>> Begin

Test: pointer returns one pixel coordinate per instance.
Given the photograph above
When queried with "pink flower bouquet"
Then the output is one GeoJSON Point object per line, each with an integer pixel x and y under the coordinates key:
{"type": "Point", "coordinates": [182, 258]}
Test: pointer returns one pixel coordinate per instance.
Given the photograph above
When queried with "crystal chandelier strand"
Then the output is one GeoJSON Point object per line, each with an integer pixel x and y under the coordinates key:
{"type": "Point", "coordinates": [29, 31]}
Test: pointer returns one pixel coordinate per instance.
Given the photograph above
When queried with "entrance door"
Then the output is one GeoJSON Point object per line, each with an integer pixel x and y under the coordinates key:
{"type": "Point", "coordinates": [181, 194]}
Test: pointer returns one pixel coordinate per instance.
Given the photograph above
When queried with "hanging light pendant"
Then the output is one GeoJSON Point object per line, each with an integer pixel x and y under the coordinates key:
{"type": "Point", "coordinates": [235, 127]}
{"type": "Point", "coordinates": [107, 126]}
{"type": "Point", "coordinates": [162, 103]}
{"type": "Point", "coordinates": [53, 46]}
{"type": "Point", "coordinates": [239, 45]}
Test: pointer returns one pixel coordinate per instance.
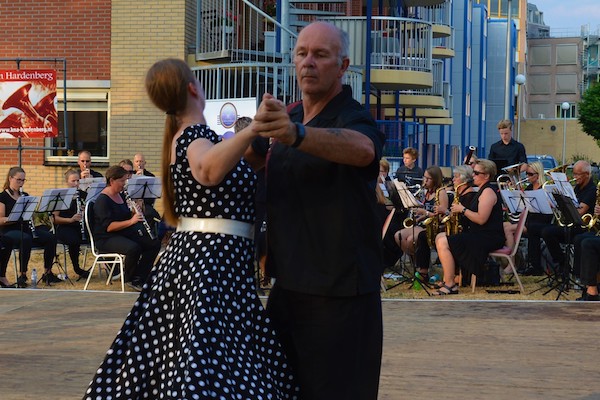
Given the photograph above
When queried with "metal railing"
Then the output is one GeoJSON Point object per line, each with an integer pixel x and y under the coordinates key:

>> End

Given exercise>
Render every line of the entries above as a numbered list, skipping blank lines and omitting the pictures.

Complete response>
1. Test: pointer returns one pixel coordinate per instance.
2. Given the photograph above
3. When queried with "pink flower bouquet"
4. Then the output is one GeoJSON Point object per line, each with an integer pixel x and y under the coordinates key:
5. {"type": "Point", "coordinates": [182, 258]}
6. Test: pointer returns one pixel coordinate per instance.
7. Given the photograph above
8. When queried with "crystal chandelier strand"
9. Then the output is one GeoJSON Point object per line, each with an integer pixel x and y under the coordinates key:
10. {"type": "Point", "coordinates": [29, 31]}
11. Test: pointer returns one pixel coordinate per instance.
12. Given the photograph above
13. When queried with "entrance door"
14. Then the output is one GeoJSON Point object per line, each with an integer pixel x and y under the coordinates key:
15. {"type": "Point", "coordinates": [181, 194]}
16. Test: pointer returns one pixel coordinate per instance.
17. Given the photograph above
18. When queried with "hanging light pendant"
19. Then the output is one GeoJSON Point object per line, each with an integer pixel x and y under the coordinates key:
20. {"type": "Point", "coordinates": [235, 127]}
21. {"type": "Point", "coordinates": [107, 126]}
22. {"type": "Point", "coordinates": [162, 103]}
23. {"type": "Point", "coordinates": [53, 46]}
24. {"type": "Point", "coordinates": [239, 45]}
25. Test: pointer returns one pixel coordinate per instance.
26. Given the photograph above
27. When queried with "metal railing"
28. Then the output is one GeoJSON Point object per line, each with an integer pixel x and y under the coordinates key:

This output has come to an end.